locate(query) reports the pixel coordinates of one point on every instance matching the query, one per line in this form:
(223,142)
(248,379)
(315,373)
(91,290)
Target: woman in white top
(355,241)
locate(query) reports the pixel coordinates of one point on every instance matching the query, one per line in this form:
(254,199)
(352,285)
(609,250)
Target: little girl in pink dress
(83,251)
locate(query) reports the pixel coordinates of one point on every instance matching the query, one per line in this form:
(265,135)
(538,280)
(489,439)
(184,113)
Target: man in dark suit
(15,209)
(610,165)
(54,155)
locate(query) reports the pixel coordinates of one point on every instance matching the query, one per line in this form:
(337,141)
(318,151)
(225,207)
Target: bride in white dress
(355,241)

** PROBLEM REQUIREMENTS **
All of the data above should be duplicated exactly.

** SOLUTION TO THIS TASK **
locate(query) reports the pixel coordinates of one point on every instance matching the query, one per line in this form:
(223,142)
(248,379)
(315,373)
(91,290)
Target: woman in white top
(355,241)
locate(query) reports the pixel coordinates of one point on every instance matching the query, one per line in this form:
(254,199)
(352,285)
(609,250)
Target: little girl in pink dress
(83,251)
locate(query) reports the pixel coordinates of one point on every instance matching the query, one per line in this form:
(265,135)
(538,280)
(489,439)
(184,113)
Target: man in dark suit
(15,209)
(610,165)
(54,155)
locate(query) reports the pixel coordinates of one point on every instance matching the query, one per line in this form:
(337,141)
(318,151)
(225,207)
Target: bride in white dress
(355,241)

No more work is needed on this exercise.